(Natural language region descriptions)
• • • • • • •

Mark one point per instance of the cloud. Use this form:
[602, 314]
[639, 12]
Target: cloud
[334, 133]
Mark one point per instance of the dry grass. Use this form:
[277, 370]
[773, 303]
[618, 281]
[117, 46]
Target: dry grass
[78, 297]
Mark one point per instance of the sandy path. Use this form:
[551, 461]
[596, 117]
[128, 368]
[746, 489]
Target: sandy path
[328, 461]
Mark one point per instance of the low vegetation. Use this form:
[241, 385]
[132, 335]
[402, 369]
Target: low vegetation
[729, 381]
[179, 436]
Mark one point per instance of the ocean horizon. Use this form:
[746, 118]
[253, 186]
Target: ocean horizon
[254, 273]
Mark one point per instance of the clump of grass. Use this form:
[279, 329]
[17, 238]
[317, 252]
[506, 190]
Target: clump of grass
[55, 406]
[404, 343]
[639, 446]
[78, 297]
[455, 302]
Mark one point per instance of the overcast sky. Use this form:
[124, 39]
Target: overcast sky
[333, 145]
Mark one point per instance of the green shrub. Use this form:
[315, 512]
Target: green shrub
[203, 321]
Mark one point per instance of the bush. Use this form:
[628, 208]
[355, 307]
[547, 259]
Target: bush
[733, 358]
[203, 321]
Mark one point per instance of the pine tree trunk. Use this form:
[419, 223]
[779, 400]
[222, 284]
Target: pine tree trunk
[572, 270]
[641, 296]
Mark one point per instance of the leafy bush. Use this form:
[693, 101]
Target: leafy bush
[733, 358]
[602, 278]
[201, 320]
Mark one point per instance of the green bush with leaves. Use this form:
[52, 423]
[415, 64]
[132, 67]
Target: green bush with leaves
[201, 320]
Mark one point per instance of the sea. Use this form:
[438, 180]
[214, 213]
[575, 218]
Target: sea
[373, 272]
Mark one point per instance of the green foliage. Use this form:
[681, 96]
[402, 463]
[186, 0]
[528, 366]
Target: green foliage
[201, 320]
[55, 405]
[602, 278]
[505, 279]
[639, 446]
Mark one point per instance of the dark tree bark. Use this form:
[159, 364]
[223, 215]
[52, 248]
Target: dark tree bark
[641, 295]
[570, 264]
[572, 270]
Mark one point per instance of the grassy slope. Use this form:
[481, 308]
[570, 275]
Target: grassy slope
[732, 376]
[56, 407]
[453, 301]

• • • • • • •

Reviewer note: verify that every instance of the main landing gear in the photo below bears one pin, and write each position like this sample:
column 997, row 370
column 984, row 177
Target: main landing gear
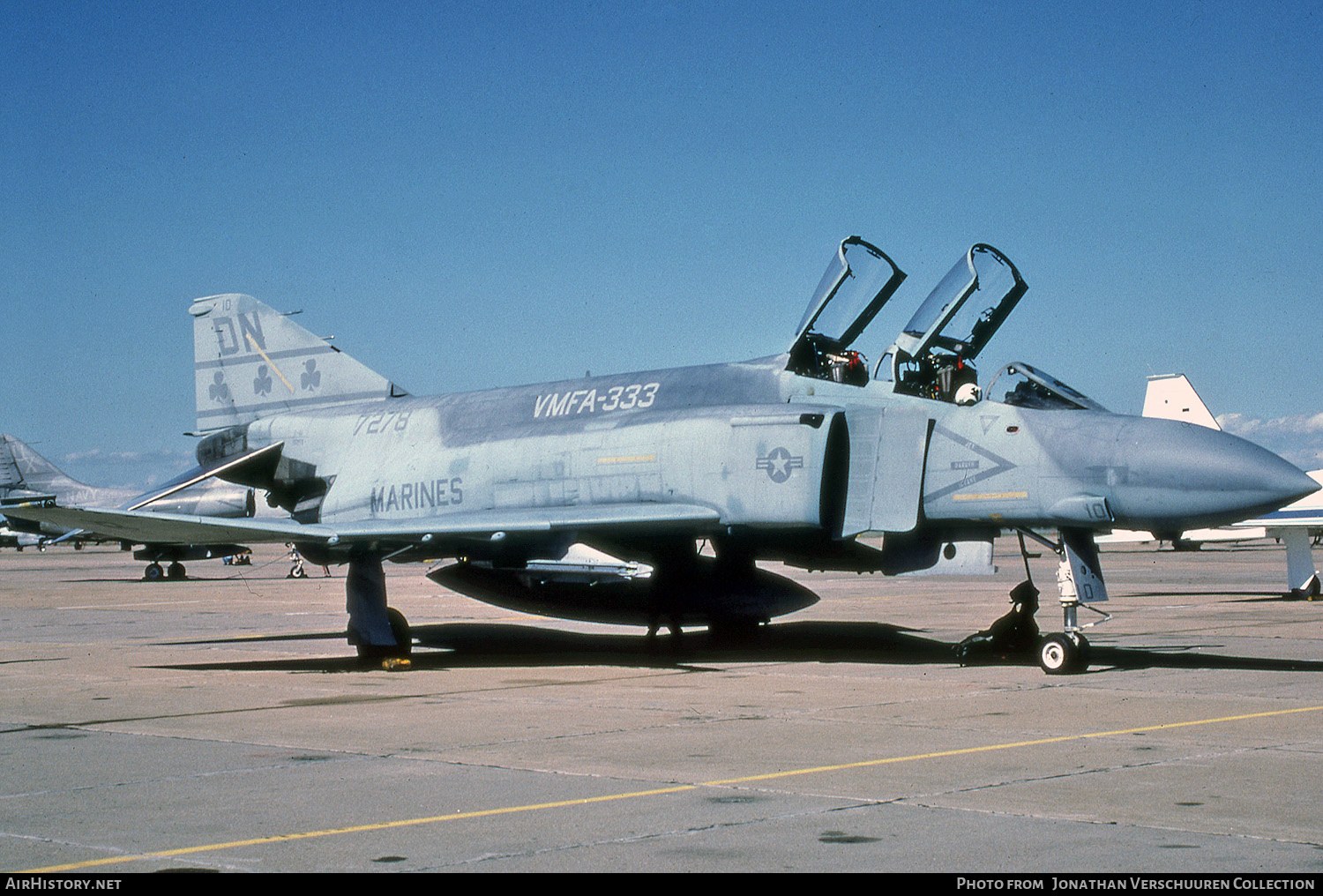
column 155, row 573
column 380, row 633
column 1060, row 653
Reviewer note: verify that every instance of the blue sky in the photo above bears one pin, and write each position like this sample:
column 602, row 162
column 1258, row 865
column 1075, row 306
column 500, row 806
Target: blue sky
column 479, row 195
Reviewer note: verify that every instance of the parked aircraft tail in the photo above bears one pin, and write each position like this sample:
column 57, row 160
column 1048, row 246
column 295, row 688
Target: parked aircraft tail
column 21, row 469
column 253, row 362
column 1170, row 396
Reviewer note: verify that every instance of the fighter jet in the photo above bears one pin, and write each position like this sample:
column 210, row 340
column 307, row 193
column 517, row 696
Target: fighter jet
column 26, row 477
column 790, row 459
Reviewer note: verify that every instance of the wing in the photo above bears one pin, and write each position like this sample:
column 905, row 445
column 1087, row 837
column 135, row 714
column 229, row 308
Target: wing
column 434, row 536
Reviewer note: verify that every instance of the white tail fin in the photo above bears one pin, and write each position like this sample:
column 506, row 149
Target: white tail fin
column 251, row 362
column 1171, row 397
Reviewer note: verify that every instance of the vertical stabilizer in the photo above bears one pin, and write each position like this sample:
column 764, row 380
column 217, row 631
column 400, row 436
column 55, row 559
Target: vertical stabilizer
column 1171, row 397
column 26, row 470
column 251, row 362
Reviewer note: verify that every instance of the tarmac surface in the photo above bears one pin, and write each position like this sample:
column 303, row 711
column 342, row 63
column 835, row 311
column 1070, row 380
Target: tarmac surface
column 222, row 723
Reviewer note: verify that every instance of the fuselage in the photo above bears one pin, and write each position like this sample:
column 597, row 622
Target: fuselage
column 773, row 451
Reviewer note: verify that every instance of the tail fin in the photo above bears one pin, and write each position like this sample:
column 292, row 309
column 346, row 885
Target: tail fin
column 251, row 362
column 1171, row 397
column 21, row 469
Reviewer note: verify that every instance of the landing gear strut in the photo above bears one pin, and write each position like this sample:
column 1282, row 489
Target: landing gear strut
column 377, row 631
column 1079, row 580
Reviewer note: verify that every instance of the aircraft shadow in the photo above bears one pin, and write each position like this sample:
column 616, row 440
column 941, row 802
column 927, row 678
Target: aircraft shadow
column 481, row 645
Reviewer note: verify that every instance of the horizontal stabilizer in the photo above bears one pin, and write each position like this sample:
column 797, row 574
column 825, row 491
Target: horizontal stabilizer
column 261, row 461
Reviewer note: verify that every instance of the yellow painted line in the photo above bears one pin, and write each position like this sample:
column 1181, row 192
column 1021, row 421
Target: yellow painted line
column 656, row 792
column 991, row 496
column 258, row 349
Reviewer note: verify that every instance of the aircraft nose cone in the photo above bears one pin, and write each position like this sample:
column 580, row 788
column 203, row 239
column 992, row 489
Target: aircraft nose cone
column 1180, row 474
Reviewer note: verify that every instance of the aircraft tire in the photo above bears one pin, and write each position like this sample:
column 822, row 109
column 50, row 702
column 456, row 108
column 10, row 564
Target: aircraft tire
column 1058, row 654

• • • • • • •

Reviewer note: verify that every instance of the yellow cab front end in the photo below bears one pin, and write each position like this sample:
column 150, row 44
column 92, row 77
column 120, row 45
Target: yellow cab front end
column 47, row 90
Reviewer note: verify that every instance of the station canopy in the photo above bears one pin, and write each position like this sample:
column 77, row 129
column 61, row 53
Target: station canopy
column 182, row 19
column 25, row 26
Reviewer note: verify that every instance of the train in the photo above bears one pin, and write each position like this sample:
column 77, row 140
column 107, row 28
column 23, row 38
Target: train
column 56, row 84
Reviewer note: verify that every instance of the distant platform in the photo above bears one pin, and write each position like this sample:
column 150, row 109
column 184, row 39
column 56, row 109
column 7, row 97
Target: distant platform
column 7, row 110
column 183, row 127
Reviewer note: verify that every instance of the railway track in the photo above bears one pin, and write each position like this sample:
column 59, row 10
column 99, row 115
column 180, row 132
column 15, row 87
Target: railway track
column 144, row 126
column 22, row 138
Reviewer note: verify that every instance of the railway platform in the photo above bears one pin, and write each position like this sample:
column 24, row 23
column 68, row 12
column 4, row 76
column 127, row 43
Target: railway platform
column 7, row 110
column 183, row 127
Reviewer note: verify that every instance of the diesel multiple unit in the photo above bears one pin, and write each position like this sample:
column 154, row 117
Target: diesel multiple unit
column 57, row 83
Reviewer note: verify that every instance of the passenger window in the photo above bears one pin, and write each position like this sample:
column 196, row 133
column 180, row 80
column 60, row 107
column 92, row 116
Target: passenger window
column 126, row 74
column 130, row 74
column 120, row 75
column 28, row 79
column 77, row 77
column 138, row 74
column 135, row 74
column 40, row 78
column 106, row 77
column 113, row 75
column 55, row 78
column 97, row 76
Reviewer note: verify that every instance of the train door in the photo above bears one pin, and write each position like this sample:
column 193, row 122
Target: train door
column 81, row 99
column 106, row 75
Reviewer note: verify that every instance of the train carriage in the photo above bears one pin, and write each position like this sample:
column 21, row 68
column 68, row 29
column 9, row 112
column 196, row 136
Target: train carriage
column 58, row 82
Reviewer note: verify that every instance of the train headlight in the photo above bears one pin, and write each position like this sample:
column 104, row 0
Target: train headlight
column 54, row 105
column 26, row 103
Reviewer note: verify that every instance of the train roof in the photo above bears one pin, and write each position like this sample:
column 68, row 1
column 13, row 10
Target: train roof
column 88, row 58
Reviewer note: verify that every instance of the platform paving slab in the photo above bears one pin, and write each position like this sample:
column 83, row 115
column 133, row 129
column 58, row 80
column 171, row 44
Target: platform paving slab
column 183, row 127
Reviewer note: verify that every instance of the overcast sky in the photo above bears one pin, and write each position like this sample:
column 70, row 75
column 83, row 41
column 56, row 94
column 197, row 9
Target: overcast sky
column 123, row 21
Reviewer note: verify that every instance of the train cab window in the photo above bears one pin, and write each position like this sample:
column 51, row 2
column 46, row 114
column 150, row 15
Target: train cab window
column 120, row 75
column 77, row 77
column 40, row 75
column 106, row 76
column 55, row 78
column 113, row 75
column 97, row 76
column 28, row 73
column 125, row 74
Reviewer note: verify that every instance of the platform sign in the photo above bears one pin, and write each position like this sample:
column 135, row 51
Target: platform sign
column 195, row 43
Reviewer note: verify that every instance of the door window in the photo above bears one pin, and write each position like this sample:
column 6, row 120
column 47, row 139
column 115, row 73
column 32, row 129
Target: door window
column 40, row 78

• • • • • • •

WHAT YOU HAVE TO DO: Find every line in the records above that holds the word "below", and copy each one.

TASK OUTPUT:
Reviewer note: verify that every instance of the main landing gear in the photo below bears one pin, and write each position like this sample:
Reviewer note: verify that every instance of the yellow cab front end in the photo below bears one pin, and write each position like this sample:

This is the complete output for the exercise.